Приведите дословно весь материал, начиная со строки, в которой есть "task | identify every instance of the skier's", и до самого конца материала, включая обе границы.

(Записи из набора данных)
====

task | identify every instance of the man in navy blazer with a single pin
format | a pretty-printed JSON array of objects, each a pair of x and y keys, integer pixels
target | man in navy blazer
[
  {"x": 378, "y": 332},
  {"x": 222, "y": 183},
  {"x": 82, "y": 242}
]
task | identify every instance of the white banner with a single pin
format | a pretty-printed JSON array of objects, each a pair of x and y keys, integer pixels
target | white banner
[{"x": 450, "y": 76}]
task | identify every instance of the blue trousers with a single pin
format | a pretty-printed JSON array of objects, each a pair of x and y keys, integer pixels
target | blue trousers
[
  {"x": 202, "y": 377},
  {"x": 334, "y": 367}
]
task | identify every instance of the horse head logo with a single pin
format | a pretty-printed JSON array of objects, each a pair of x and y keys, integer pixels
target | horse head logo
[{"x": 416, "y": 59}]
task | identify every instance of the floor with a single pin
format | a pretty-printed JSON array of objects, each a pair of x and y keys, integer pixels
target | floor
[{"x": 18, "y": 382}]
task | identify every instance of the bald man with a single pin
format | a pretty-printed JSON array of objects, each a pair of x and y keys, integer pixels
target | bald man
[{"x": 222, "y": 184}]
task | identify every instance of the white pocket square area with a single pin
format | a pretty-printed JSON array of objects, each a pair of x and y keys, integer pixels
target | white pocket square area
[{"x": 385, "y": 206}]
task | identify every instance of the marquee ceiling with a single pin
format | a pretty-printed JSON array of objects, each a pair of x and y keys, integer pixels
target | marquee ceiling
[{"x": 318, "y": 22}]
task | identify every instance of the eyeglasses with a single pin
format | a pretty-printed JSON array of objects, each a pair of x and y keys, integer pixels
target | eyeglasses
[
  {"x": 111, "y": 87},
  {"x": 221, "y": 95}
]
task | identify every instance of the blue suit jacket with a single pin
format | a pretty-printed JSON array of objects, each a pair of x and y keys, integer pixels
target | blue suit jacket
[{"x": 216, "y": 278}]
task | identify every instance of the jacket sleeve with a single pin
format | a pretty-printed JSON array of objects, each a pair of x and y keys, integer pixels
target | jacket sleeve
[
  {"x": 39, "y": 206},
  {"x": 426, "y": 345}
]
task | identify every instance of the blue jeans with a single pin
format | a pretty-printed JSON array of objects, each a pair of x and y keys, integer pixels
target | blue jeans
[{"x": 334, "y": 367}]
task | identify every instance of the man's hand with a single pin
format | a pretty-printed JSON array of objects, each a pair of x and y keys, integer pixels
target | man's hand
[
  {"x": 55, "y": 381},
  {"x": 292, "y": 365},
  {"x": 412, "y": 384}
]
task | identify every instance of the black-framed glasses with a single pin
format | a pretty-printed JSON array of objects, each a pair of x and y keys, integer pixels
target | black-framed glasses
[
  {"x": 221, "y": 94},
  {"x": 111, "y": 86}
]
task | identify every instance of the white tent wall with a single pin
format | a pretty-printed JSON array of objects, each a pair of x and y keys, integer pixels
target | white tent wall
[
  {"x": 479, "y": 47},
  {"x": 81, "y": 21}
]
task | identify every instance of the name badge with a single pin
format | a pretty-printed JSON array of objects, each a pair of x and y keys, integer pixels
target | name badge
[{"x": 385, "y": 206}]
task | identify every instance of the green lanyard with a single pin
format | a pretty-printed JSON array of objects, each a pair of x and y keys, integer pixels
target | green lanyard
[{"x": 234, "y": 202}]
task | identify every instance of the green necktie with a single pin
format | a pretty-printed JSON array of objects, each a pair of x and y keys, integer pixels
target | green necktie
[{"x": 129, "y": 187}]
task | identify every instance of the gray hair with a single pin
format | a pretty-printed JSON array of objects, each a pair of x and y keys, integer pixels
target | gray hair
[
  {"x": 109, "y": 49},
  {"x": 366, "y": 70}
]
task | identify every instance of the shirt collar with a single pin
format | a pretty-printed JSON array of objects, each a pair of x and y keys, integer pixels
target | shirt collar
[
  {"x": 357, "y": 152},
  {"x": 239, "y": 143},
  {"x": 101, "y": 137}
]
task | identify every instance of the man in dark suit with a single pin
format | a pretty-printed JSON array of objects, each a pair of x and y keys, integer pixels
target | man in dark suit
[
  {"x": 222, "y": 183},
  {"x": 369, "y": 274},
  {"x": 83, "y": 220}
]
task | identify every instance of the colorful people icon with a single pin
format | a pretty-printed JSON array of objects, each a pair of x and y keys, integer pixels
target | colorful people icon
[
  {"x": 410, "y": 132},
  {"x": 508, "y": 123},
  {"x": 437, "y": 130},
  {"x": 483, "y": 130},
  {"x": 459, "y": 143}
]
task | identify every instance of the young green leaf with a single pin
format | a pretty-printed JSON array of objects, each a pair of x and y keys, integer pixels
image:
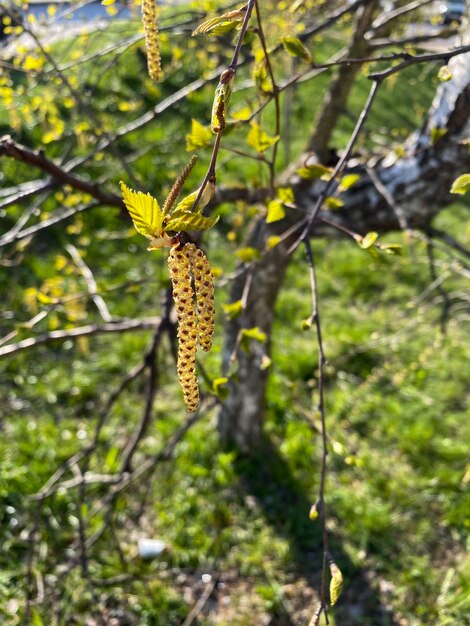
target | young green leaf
[
  {"x": 296, "y": 48},
  {"x": 144, "y": 211},
  {"x": 336, "y": 583},
  {"x": 367, "y": 241},
  {"x": 461, "y": 185},
  {"x": 272, "y": 242},
  {"x": 348, "y": 181},
  {"x": 222, "y": 23},
  {"x": 444, "y": 74}
]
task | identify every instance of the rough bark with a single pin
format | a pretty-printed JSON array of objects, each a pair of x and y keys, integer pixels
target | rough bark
[{"x": 419, "y": 184}]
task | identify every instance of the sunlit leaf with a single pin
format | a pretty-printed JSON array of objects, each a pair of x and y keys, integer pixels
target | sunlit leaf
[
  {"x": 275, "y": 211},
  {"x": 186, "y": 221},
  {"x": 367, "y": 241},
  {"x": 336, "y": 583},
  {"x": 144, "y": 211},
  {"x": 348, "y": 181},
  {"x": 461, "y": 185},
  {"x": 199, "y": 137},
  {"x": 259, "y": 139},
  {"x": 222, "y": 23},
  {"x": 296, "y": 48},
  {"x": 272, "y": 241}
]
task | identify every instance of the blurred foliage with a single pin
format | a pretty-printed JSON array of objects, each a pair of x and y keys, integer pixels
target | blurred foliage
[{"x": 397, "y": 388}]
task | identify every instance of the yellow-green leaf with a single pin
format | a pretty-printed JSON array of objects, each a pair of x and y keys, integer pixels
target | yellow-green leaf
[
  {"x": 144, "y": 210},
  {"x": 186, "y": 220},
  {"x": 296, "y": 48},
  {"x": 199, "y": 137},
  {"x": 259, "y": 139},
  {"x": 348, "y": 181},
  {"x": 436, "y": 134},
  {"x": 336, "y": 583},
  {"x": 313, "y": 515},
  {"x": 333, "y": 203},
  {"x": 222, "y": 23},
  {"x": 367, "y": 241},
  {"x": 444, "y": 74},
  {"x": 275, "y": 211},
  {"x": 461, "y": 185},
  {"x": 285, "y": 194},
  {"x": 247, "y": 255},
  {"x": 272, "y": 241}
]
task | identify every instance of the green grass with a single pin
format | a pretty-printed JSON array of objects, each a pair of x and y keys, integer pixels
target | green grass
[{"x": 396, "y": 398}]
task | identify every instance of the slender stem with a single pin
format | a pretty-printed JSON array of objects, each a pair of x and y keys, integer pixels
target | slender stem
[
  {"x": 315, "y": 317},
  {"x": 210, "y": 174},
  {"x": 277, "y": 108}
]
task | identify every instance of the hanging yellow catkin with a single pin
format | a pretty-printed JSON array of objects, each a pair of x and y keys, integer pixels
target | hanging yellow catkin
[
  {"x": 183, "y": 296},
  {"x": 204, "y": 287},
  {"x": 152, "y": 38}
]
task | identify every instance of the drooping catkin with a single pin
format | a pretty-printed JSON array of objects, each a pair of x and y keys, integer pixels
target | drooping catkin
[
  {"x": 178, "y": 185},
  {"x": 183, "y": 296},
  {"x": 204, "y": 287},
  {"x": 152, "y": 38}
]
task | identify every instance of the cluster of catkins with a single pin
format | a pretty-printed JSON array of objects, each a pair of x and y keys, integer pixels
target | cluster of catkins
[{"x": 193, "y": 293}]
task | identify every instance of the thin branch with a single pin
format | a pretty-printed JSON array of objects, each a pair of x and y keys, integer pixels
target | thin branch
[
  {"x": 320, "y": 504},
  {"x": 339, "y": 166},
  {"x": 80, "y": 331},
  {"x": 37, "y": 158},
  {"x": 411, "y": 59}
]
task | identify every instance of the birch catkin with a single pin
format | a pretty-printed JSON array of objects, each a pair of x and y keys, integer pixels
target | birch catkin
[
  {"x": 204, "y": 287},
  {"x": 152, "y": 38},
  {"x": 183, "y": 296}
]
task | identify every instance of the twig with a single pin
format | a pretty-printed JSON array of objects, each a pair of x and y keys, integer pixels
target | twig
[
  {"x": 231, "y": 69},
  {"x": 277, "y": 107},
  {"x": 91, "y": 282},
  {"x": 200, "y": 604},
  {"x": 315, "y": 318},
  {"x": 37, "y": 158},
  {"x": 80, "y": 331}
]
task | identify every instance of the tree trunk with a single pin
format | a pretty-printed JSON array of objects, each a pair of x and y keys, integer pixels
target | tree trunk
[
  {"x": 334, "y": 104},
  {"x": 242, "y": 414},
  {"x": 418, "y": 185}
]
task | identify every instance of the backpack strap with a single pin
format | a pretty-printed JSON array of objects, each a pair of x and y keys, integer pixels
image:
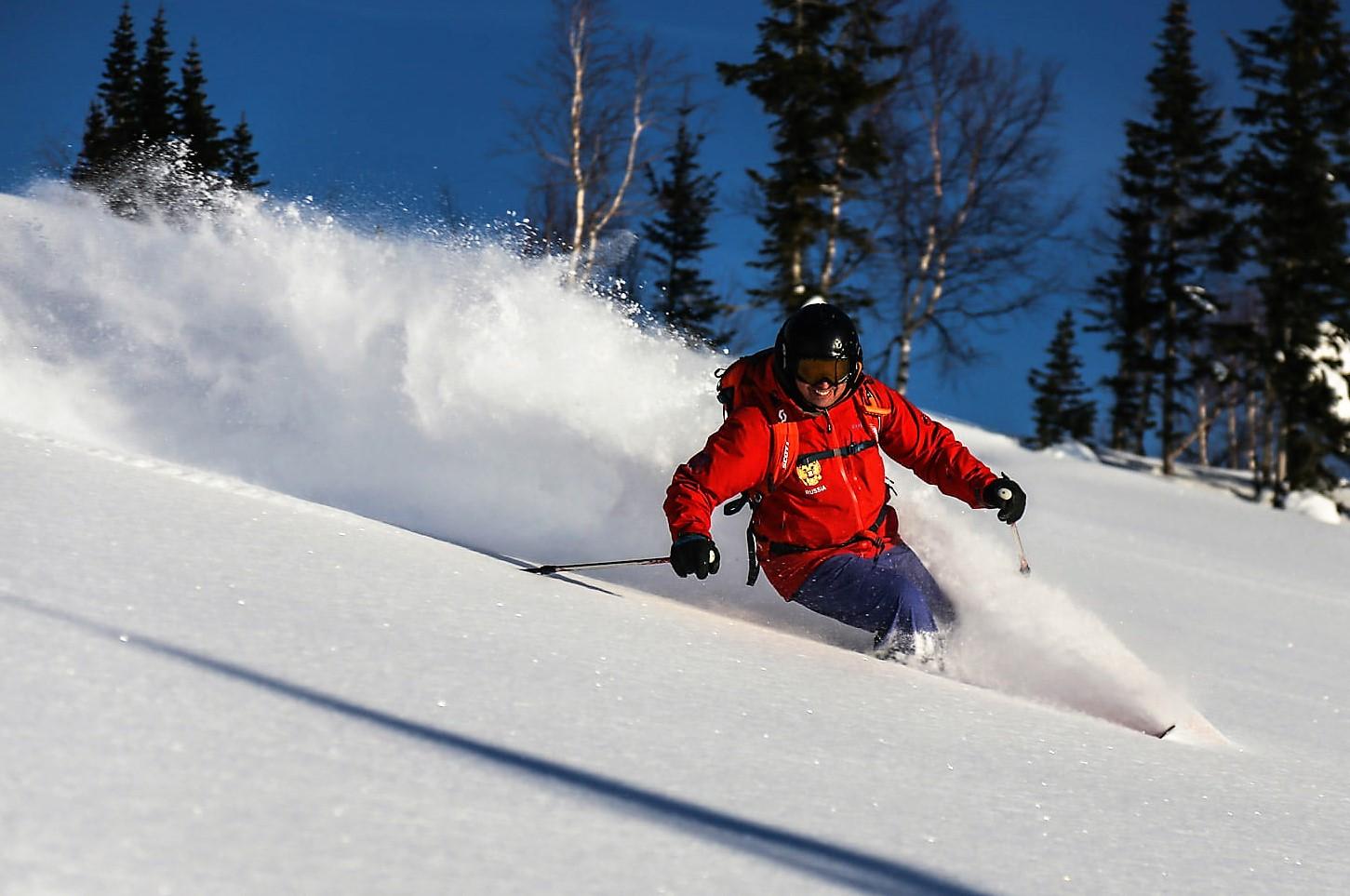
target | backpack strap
[{"x": 782, "y": 459}]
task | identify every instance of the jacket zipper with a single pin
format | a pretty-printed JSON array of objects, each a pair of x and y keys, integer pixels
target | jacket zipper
[{"x": 844, "y": 473}]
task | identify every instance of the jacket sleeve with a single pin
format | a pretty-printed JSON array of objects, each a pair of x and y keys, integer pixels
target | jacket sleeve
[
  {"x": 930, "y": 449},
  {"x": 733, "y": 461}
]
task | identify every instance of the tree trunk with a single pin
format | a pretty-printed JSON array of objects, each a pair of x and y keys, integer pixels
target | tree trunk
[{"x": 577, "y": 39}]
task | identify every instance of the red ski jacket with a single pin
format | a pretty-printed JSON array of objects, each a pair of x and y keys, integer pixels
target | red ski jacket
[{"x": 820, "y": 478}]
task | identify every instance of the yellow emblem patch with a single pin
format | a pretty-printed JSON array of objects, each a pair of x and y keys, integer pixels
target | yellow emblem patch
[{"x": 809, "y": 473}]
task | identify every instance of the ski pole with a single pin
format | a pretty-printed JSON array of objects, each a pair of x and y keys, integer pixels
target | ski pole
[
  {"x": 550, "y": 568},
  {"x": 1025, "y": 568}
]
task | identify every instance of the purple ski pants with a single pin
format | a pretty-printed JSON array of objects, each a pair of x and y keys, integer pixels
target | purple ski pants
[{"x": 873, "y": 593}]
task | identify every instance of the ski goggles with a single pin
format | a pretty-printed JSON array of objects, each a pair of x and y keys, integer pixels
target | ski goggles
[{"x": 823, "y": 370}]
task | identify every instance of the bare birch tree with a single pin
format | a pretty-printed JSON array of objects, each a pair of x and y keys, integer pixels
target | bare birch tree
[
  {"x": 966, "y": 198},
  {"x": 599, "y": 95}
]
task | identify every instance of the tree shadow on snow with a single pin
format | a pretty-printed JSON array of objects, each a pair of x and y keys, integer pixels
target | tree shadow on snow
[{"x": 835, "y": 863}]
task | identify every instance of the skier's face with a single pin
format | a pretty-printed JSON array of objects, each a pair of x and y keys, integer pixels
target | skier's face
[{"x": 822, "y": 387}]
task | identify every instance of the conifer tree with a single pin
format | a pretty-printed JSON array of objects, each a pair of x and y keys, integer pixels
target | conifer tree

====

▸ Результат упражнения:
task | identify every instance of the skier's face with a single pin
format | a pretty-printed JSON array of objects, each a pair of x and y keys, integer pixels
target | skier's face
[{"x": 822, "y": 387}]
task | identify every instance of the conifer tree with a single pin
format | a pretty-printed JSON array of objects, each a pair of x and y keys, integer pixels
target | conifer tree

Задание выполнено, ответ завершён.